** Opening Text under study block **

Most
businesses encourage clients to electronically access their own
information because consumers value the efficiency and convenience of
electronic access.
Unfortunately,
the Nova Scotia Department of Health (DOH) has a different idea. It has
been a successful barrier preventing most Nova Scotians from retrieving
and using their own health information.
Few
Nova Scotians have access to their own health records or timely,
unimpeded, access to the results of recent tests. Most Nova Scotians
can’t communicate with doctors by phone or email.
The
DOH claims it wants to simplify care by encouraging people to
participate in their own care and have access to their own information.
However, only a select few Nova Scotians, privileged by DOH policies,
can call and speak to doctors over the telephone and can access their
health information.
The
Department of Health unashamedly reports that after eight years of
effort, and at huge financial expense, only a tiny and select group of
30,000 patients cared for by 300 doctors have routine access to a health
information portal. The remaining 97 per cent of Nova Scotians are in
the second tier for health care, without access to a personal health
information portal or the ability to speak over the phone with their
doctors (if they have one).
MyHealthNS,
using McKesson’s Relay Health, has been an ongoing effort by the Nova
Scotia Department of Health to give all Nova Scotians access to some of
their health information. Unfortunately, it made a simple goal
complicated and became a barrier to Nova Scotia innovation. Not
surprisingly McKesson Canada is withdrawing from this failing venture.
In
the interest of putting most Nova Scotians at a similar disadvantage,
the Department of Health doesn’t allow anyone, including doctors and
nurses, to retrieve their laboratory results or other health information
from any system other than the cumbersome and doomed Relay Health
system approved by the DOH.
Nevertheless,
despite inadequate compensation for electronic communication, a few
doctors continue to encourage and support patients who want to use
ordinary email for their communications.
In
the normal world, forwarding an email is easy. The initial recipient of
an email report merely forwards the information to another recipient.
In the case of health information, the doctor can forward laboratory
reports or advice using any email system acceptable to the doctor and
patient.
Many
patients prefer to take the risk of insecure communication using common
email systems to gain safer and more efficient care. They prefer their
usual email systems partly because health department systems regularly
report privacy breaches.
Sadly,
the Relay Health project interfered with existing projects, including
ones by the Cooperative Council, that were designed to accomplish
similar goals and at no cost to government or patients.
One
electronic health record vendor whose product was used by many Nova
Scotia physicians reported that the Department of Health wouldn’t allow
it to put patients’ email addresses in doctors’ patient record systems.
The DOH insisted that clinicians only provide patients with access
through the cumbersome Relay Health system.
Rather
than taking five or 10 seconds to forward a report with a brief
comment, the Department of Health demanded that doctors take
substantially more time to use Relay Health.
Every
year, some people are harmed, including dying, because a lab report was
ignored, mishandled or lost. When patients have access to their own
laboratory reports, they have the power to be active participants in
their care and prevent the consequences of lost reports.
There
are no rational reasons for the Nova Scotia Department of Health to
continue to act as a barrier to easy communication between doctors and
their patients.
Dr.
David Zitner, a retired family physician, was the founding director of
the graduate program in Health Informatics at Dalhousie University and
is Atlantic Institute for Market Studies (AIMS) senior health policy fellow.

** Closing Text under study block **

About this task → From the commentary on patient access to health information, reproduce verbatim the passage from "The DOH insisted" up to and including "use Relay Health.". The items that follow bear no relation to the commentary on patient access to health information.

** Opening Data section block **

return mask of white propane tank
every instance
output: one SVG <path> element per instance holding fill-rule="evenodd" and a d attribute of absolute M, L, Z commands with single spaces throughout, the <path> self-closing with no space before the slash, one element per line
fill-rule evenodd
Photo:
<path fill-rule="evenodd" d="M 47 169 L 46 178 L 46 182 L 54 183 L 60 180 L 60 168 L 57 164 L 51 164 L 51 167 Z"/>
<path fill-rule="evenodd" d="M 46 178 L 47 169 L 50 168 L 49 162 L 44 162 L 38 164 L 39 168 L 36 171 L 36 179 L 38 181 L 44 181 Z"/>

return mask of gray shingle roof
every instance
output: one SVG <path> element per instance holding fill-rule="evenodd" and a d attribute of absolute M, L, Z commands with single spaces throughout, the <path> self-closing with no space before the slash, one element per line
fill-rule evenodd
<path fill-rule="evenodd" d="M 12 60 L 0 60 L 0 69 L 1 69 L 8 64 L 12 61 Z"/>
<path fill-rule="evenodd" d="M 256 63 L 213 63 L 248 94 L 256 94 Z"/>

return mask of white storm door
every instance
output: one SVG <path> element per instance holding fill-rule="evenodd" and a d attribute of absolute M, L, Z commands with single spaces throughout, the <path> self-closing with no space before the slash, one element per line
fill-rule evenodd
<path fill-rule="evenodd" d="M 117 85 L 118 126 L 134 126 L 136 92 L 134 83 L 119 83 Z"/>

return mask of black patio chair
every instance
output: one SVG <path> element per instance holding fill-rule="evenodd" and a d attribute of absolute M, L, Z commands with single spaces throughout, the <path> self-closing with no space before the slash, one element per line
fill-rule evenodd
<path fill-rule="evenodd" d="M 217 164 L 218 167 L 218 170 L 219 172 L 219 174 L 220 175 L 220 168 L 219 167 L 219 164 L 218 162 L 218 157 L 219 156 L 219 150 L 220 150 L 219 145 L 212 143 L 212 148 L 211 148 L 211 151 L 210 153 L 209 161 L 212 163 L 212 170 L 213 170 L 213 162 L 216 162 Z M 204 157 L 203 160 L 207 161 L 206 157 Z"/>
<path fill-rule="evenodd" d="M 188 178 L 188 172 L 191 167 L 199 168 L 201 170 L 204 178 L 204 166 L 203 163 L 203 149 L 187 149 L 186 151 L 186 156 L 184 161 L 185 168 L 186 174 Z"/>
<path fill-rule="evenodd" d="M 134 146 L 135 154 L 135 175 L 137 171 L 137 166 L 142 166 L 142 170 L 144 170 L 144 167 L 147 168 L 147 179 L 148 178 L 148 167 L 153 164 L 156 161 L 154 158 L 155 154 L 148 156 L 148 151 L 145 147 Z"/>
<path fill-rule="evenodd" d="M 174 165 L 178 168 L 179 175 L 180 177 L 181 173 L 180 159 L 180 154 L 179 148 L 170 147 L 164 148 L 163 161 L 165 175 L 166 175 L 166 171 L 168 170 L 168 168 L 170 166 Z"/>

** Closing Data section block **

Expected answer →
The DOH insisted that clinicians only provide patients with access
through the cumbersome Relay Health system.
Rather
than taking five or 10 seconds to forward a report with a brief
comment, the Department of Health demanded that doctors take
substantially more time to use Relay Health.